--- BEGIN Supplied material ---
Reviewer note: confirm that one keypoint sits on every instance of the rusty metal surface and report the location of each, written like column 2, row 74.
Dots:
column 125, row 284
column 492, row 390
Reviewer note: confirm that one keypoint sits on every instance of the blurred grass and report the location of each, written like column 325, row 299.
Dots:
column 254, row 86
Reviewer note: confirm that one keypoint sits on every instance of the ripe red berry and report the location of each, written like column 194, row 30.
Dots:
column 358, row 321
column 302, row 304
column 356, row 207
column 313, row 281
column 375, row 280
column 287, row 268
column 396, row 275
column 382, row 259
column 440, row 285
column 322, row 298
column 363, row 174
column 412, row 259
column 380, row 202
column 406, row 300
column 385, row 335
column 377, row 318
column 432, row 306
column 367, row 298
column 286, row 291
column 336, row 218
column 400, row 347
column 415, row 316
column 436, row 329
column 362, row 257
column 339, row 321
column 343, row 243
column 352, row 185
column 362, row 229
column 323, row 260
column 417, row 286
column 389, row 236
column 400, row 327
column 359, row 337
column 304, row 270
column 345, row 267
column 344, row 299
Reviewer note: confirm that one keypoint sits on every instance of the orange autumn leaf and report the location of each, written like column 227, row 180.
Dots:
--- END Supplied material ---
--- BEGIN Supplied material ---
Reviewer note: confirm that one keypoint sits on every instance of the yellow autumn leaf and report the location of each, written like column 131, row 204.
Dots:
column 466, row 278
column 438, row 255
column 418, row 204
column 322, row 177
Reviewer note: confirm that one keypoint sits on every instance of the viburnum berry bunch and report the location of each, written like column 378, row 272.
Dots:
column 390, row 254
--- END Supplied material ---
Given request
Rewrite the records starting at the line containing "378, row 272." and ending at the line containing "column 390, row 254", putting "marker" in place of "keypoint" and leaving everything else as it is.

Solution for this problem
Reviewer note: confirm that one marker sits on every instance of the viburnum berry bunch and report the location of each, written like column 378, row 272.
Dots:
column 390, row 254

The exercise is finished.